### THE PROBLEM
Please retype every entry, keeping each one exactly as written.

[Records excerpted from a collection]
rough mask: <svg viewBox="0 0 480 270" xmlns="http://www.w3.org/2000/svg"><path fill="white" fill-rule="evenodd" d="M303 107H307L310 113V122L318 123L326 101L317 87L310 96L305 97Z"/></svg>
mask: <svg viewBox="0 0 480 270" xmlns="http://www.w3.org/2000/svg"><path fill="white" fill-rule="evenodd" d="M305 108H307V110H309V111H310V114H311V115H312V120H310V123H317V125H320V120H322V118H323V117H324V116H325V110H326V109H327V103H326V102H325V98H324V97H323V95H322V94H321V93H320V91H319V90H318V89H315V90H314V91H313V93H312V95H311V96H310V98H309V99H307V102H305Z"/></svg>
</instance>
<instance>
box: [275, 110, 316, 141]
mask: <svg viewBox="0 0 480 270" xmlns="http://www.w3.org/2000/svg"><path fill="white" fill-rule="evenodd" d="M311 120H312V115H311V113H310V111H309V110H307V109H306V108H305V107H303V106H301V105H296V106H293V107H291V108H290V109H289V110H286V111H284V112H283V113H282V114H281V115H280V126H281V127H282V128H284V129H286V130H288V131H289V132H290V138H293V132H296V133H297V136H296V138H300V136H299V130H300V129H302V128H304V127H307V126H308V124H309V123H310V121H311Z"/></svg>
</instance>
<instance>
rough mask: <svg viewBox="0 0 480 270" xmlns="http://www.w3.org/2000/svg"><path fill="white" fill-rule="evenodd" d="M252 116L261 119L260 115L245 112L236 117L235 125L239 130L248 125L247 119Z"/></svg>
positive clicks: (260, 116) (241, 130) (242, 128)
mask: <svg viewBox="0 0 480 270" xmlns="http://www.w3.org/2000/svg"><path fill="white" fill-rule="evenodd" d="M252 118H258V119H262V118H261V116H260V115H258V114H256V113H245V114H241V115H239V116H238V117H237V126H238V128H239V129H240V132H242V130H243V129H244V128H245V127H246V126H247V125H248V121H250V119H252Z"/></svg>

### WRITTEN ANSWER
rough mask: <svg viewBox="0 0 480 270" xmlns="http://www.w3.org/2000/svg"><path fill="white" fill-rule="evenodd" d="M303 107H307L310 113V122L318 123L326 101L317 87L310 96L305 97Z"/></svg>
mask: <svg viewBox="0 0 480 270" xmlns="http://www.w3.org/2000/svg"><path fill="white" fill-rule="evenodd" d="M305 108H307V110H309V111H310V114H311V115H312V120H310V123H317V125H320V120H322V118H323V117H324V116H325V110H326V109H327V103H326V102H325V98H324V97H323V95H322V94H321V93H320V91H319V90H318V89H315V90H314V91H313V93H312V95H311V96H310V98H309V99H307V102H305Z"/></svg>
</instance>
<instance>
box: [275, 110, 316, 141]
mask: <svg viewBox="0 0 480 270" xmlns="http://www.w3.org/2000/svg"><path fill="white" fill-rule="evenodd" d="M311 120H312V115H311V113H310V111H309V110H307V109H306V108H305V107H303V106H301V105H296V106H293V107H291V108H290V109H289V110H286V111H284V112H283V113H282V114H281V115H280V126H281V127H282V128H284V129H286V130H288V131H289V132H290V138H293V132H296V133H297V136H296V138H300V136H299V130H300V129H302V128H304V127H307V126H308V124H309V123H310V121H311Z"/></svg>
</instance>
<instance>
rough mask: <svg viewBox="0 0 480 270" xmlns="http://www.w3.org/2000/svg"><path fill="white" fill-rule="evenodd" d="M252 116L261 119L260 115L245 112L236 117L235 125L239 130L248 125L247 119Z"/></svg>
positive clicks: (260, 116) (241, 130) (242, 128)
mask: <svg viewBox="0 0 480 270" xmlns="http://www.w3.org/2000/svg"><path fill="white" fill-rule="evenodd" d="M252 118H258V119H262V118H261V116H260V115H258V114H256V113H245V114H241V115H239V116H238V117H237V126H238V128H239V129H240V132H242V130H243V129H244V128H245V127H246V126H247V125H248V121H250V119H252Z"/></svg>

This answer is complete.